Work item - An exact copy of every entry below is needed.

Records for processing -
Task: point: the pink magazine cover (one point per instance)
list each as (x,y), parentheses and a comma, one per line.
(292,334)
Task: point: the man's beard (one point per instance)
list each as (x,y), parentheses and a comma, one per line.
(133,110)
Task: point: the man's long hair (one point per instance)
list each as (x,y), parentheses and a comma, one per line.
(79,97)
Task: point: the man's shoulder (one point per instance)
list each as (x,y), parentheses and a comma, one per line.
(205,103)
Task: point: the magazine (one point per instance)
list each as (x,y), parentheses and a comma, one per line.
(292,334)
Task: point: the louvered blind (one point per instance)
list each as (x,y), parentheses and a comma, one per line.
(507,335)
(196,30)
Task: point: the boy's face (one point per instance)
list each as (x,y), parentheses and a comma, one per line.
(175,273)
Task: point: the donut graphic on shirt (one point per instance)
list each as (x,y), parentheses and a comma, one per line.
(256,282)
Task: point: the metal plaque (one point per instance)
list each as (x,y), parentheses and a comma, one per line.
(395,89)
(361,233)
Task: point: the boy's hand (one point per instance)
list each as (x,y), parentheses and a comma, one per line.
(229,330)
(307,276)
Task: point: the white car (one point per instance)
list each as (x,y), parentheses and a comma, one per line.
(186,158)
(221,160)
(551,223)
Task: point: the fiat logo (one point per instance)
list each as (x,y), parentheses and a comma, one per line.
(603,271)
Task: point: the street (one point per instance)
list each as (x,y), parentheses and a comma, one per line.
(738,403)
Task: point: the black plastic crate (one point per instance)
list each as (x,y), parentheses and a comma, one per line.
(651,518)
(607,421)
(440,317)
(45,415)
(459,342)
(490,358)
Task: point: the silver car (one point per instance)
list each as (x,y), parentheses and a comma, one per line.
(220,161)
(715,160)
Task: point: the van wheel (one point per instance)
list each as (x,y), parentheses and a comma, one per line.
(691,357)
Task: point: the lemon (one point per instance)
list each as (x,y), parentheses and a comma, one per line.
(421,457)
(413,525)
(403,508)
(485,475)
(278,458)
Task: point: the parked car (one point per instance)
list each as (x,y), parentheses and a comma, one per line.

Solution for this problem -
Task: point: the pink magazine cover (one point per instance)
list each as (x,y), parentheses and a comma, one per line.
(292,334)
Task: point: the man's beard (one point per instance)
list each as (x,y), parentheses and a comma, one per line.
(133,110)
Task: point: the man's long hair (one point per instance)
list each as (x,y), parentheses and a comma, one per line.
(79,97)
Task: point: the man's shoulder (one point per instance)
list each as (x,y), parentheses and a comma, one per line.
(205,103)
Task: point: the magazine (one point per instance)
list each as (x,y), parentheses and a comma, one per line.
(292,334)
Task: point: the louvered blind (one point per instance)
list each as (x,y), parentheses and a comma, one per line.
(507,335)
(196,30)
Task: point: the boy's face (one point per instance)
list each as (x,y), parentheses and a comma, one per line.
(175,273)
Task: point: the donut graphic on shirt (one point per instance)
list each as (x,y), parentheses and a comma, one per line.
(256,282)
Task: point: the metal plaque (one point per instance)
list each as (x,y), parentheses and a comma, one per line.
(395,89)
(361,233)
Task: point: the boy's hand (one point per instance)
list each as (x,y), parentheses and a comma, one per line.
(229,330)
(307,276)
Task: point: the white car (one point per instance)
list each as (x,y), parentheses and a comma, one per line.
(186,158)
(221,160)
(551,223)
Task: point: the fiat logo (one point per instance)
list each as (x,y), parentheses and a comma, one per line.
(603,271)
Task: point: the street (one point per instance)
list each as (x,y), parentheses and a comma, one per line.
(738,403)
Task: point: the black plastic crate (one point per instance)
list each as (x,y), parentheses and a comma, one per line.
(651,518)
(607,421)
(440,317)
(45,415)
(459,342)
(490,358)
Task: point: the silver car (one point per instance)
list each as (x,y), parentheses and a comma, one per line.
(220,161)
(715,160)
Task: point: the van wheel (one point per instance)
list each as (x,y), parentheses and a comma, one per line.
(691,357)
Task: point: the lemon (one point per instance)
list each as (x,y), parentheses and a comma, one per line.
(421,457)
(413,525)
(403,508)
(485,475)
(278,458)
Task: point: the parked car (one point per instance)
list each as (x,y), parentheses and a comma, one per line.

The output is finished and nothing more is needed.